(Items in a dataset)
☆ ☆ ☆ ☆ ☆

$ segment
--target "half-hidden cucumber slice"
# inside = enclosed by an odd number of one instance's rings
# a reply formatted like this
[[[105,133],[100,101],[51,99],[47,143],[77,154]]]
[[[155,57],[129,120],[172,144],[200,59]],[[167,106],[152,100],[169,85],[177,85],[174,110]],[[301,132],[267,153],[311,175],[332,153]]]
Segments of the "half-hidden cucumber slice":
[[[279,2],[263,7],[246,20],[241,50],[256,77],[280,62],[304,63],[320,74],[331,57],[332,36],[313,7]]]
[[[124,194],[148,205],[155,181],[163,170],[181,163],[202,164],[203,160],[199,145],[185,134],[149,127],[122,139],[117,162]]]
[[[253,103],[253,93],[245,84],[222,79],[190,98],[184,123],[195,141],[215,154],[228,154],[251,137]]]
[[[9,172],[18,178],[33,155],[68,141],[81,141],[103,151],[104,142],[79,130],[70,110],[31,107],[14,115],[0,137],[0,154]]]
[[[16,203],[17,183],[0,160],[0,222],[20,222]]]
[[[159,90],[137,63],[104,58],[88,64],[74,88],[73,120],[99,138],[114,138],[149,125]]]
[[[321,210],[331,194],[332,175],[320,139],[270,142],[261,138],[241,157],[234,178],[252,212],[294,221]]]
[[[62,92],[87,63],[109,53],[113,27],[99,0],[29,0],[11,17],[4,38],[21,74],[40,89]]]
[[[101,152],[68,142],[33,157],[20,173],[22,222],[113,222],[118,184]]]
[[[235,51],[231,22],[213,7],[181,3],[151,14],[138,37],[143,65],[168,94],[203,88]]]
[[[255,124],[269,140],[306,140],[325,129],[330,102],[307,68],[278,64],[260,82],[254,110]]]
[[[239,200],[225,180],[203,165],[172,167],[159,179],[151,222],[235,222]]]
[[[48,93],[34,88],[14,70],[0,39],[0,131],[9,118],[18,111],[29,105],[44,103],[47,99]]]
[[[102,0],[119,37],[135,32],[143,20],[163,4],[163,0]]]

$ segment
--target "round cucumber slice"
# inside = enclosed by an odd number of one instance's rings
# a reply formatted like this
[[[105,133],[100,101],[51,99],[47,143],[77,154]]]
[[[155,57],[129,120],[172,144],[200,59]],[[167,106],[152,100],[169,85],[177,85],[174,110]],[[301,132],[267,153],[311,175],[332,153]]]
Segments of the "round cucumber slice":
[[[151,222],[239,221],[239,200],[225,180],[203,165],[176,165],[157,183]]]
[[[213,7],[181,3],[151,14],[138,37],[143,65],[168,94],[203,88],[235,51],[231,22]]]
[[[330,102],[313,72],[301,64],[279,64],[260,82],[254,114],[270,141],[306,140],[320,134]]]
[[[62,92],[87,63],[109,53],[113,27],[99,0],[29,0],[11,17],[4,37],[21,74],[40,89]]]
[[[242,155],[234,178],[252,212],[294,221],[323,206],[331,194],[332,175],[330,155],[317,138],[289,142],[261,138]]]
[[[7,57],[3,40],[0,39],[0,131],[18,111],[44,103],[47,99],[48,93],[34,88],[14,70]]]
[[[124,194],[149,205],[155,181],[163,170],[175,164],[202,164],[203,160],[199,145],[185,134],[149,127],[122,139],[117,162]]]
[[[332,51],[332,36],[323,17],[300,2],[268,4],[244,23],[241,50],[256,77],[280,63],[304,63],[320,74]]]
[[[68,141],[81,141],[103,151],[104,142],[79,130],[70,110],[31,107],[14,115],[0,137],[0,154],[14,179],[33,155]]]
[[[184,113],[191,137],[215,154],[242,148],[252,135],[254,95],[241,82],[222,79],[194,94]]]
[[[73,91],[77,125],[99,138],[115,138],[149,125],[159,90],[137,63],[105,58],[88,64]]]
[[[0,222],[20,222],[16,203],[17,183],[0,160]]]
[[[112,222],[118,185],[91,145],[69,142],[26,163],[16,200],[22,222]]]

☆ ☆ ☆ ☆ ☆

◆ **Instruction**:
Substitute "zucchini slice" for every occurrence of "cucumber slice" in the rows above. Leave all other text unchanged.

◆ **Complete response**:
$ segment
--target "half-hidden zucchini slice"
# inside = enclosed by an odd number of one instance's rings
# a reply formatted like this
[[[105,133],[100,101],[51,99],[47,143],[77,154]]]
[[[155,57],[129,120],[172,144],[200,59]],[[167,106],[152,100],[169,85],[177,85],[174,110]],[[301,132],[267,153],[311,175],[332,153]]]
Segments of the "half-hidden zucchini slice":
[[[279,2],[263,7],[246,20],[241,50],[256,77],[280,62],[304,63],[320,74],[331,57],[332,36],[313,7]]]
[[[124,194],[148,205],[155,181],[163,170],[181,163],[202,164],[203,160],[199,145],[185,134],[149,127],[122,139],[117,162]]]
[[[253,103],[253,93],[245,84],[222,79],[190,98],[184,123],[195,141],[215,154],[228,154],[251,137]]]
[[[9,172],[18,178],[33,155],[68,141],[81,141],[103,151],[104,142],[79,130],[70,110],[31,107],[14,115],[0,137],[0,154]]]
[[[16,203],[17,183],[0,160],[0,222],[20,222]]]
[[[159,90],[137,63],[104,58],[88,64],[74,88],[73,120],[99,138],[114,138],[149,125]]]
[[[321,210],[331,194],[332,175],[320,139],[270,142],[261,138],[241,157],[234,178],[252,212],[294,221]]]
[[[62,92],[87,63],[109,53],[113,27],[99,0],[29,0],[11,17],[4,38],[21,74],[40,89]]]
[[[101,152],[68,142],[33,157],[20,173],[22,222],[113,222],[118,184]]]
[[[235,51],[231,22],[213,7],[181,3],[151,14],[138,37],[143,65],[168,94],[203,88]]]
[[[255,124],[269,140],[306,140],[325,129],[330,102],[307,68],[278,64],[260,82],[254,110]]]
[[[239,200],[225,180],[203,165],[172,167],[159,179],[151,222],[235,222]]]
[[[48,93],[34,88],[14,70],[0,39],[0,131],[9,118],[18,111],[29,105],[44,103],[47,99]]]
[[[102,0],[119,37],[135,32],[143,20],[163,4],[163,0]]]

$ segment
--target "round zucchini slice"
# inside = enclosed by an odd number of one instance's rings
# a reply formatted like this
[[[105,133],[100,101],[51,99],[47,143],[77,154]]]
[[[155,57],[129,120],[172,144],[200,59]],[[167,106],[152,100],[169,85],[177,85],[174,110]],[[301,132],[267,153],[311,175],[332,153]]]
Segments of the "round zucchini slice":
[[[151,222],[239,221],[239,200],[225,180],[203,165],[176,165],[157,183]]]
[[[213,7],[181,3],[151,14],[138,37],[143,65],[168,94],[203,88],[235,51],[231,22]]]
[[[330,102],[313,72],[301,64],[279,64],[260,82],[254,114],[270,141],[306,140],[320,134]]]
[[[62,92],[87,63],[109,53],[113,27],[99,0],[29,0],[11,17],[4,37],[21,74],[40,89]]]
[[[242,155],[234,178],[252,212],[294,221],[323,206],[331,194],[332,175],[330,155],[317,138],[289,142],[261,138]]]
[[[7,57],[3,40],[0,39],[0,131],[18,111],[44,103],[47,99],[48,93],[34,88],[14,70]]]
[[[124,194],[149,205],[155,181],[163,170],[175,164],[202,164],[203,160],[199,145],[185,134],[149,127],[122,139],[117,162]]]
[[[332,51],[332,36],[323,17],[300,2],[268,4],[244,23],[241,50],[256,77],[280,63],[304,63],[320,74]]]
[[[68,141],[81,141],[103,151],[104,142],[79,130],[70,110],[31,107],[14,115],[0,137],[0,154],[14,179],[33,155]]]
[[[184,113],[191,137],[215,154],[242,148],[252,135],[254,95],[241,82],[222,79],[194,94]]]
[[[73,91],[77,125],[99,138],[115,138],[149,125],[159,90],[137,63],[105,58],[88,64]]]
[[[0,222],[20,222],[16,203],[17,183],[0,160]]]
[[[112,222],[118,185],[91,145],[69,142],[26,163],[16,200],[22,222]]]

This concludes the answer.